- Source text
· · · · ·

RESTRICTED STOCK UNIT AGREEMENT
THIS RESTRICTED STOCK UNIT AGREEMENT (this “Agreement”) is made effective as of __________________ (“Date of Grant”) by and between Post Holdings, Inc. and
______________
(“Grantee”). Capitalized terms used and not otherwise defined herein shall have the meaning given to them in the Post Holdings, Inc. 2012 Long-Term Incentive Plan (“Plan”).
WHEREAS,
the Board of Directors of the Company (“Board”) has adopted the Plan, which governs the terms pursuant to which restricted stock units and certain other awards may be granted to personnel of the Company; and
WHEREAS,
the Board, acting through its Committee appointed to administer the Plan (“Committee”), believes it is in the best interest of the Company to create an incentive for the Grantee to remain in the employ of the Company and to work to achieve the Company’s strategic objectives; and
WHEREAS,
subject to the terms described herein, the Company desires to grant to the Grantee the right to receive in the future on settlement Shares of Stock, subject to all terms and conditions herein.
NOW, THEREFORE,
in consideration of the premises, and of the mutual agreements hereinafter set forth, it is covenanted and agreed as set forth below.
1.
Grant of Restricted Stock Unit Award
. Pursuant to action of the Board and/or the Committee, the Company hereby grants to the Grantee an award (“Award”) of
19,000
Restricted Stock Units. Each Restricted Stock Unit is a bookkeeping entry that represents the right to receive on a date determined in accordance with this Agreement one Share of Stock, subject to the risk of cancellation and forfeiture as described herein.
2.
Vesting and Forfeiture
.
(a)
Time of Vesting
. The Restricted Stock Units covered by this Agreement shall vest in full on the seventh (7
th
) anniversary of the Date of Grant, subject to the Grantee’s continued employment with the Company (or its Affiliates or Parent, if any) through the vesting date; provided, however, that upon the Grantee’s termination of employment due to his death or Disability, the Restricted Stock will fully vest as of the date of the Grantee’s termination of employment due to his death or Disability.

· · · · ·

- Provided data
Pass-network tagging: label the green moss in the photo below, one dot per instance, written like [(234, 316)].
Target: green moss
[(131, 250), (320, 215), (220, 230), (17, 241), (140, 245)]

· · · · ·

- Required tasks
[1] According to the stock unit agreement, how many Restricted Stock Units does the Company grant to the Grantee?
[2] Please write out the part of the stock unit agreement that opens with the words containing "Vesting and Forfeiture" and closes with "death or Disability.", swapping "Disability" for "Incapacity".

- Expected outputs
[1] 19,000

[2]
Vesting and Forfeiture
.
(a)
Time of Vesting
. The Restricted Stock Units covered by this Agreement shall vest in full on the seventh (7
th
) anniversary of the Date of Grant, subject to the Grantee’s continued employment with the Company (or its Affiliates or Parent, if any) through the vesting date; provided, however, that upon the Grantee’s termination of employment due to his death or Incapacity, the Restricted Stock will fully vest as of the date of the Grantee’s termination of employment due to his death or Incapacity.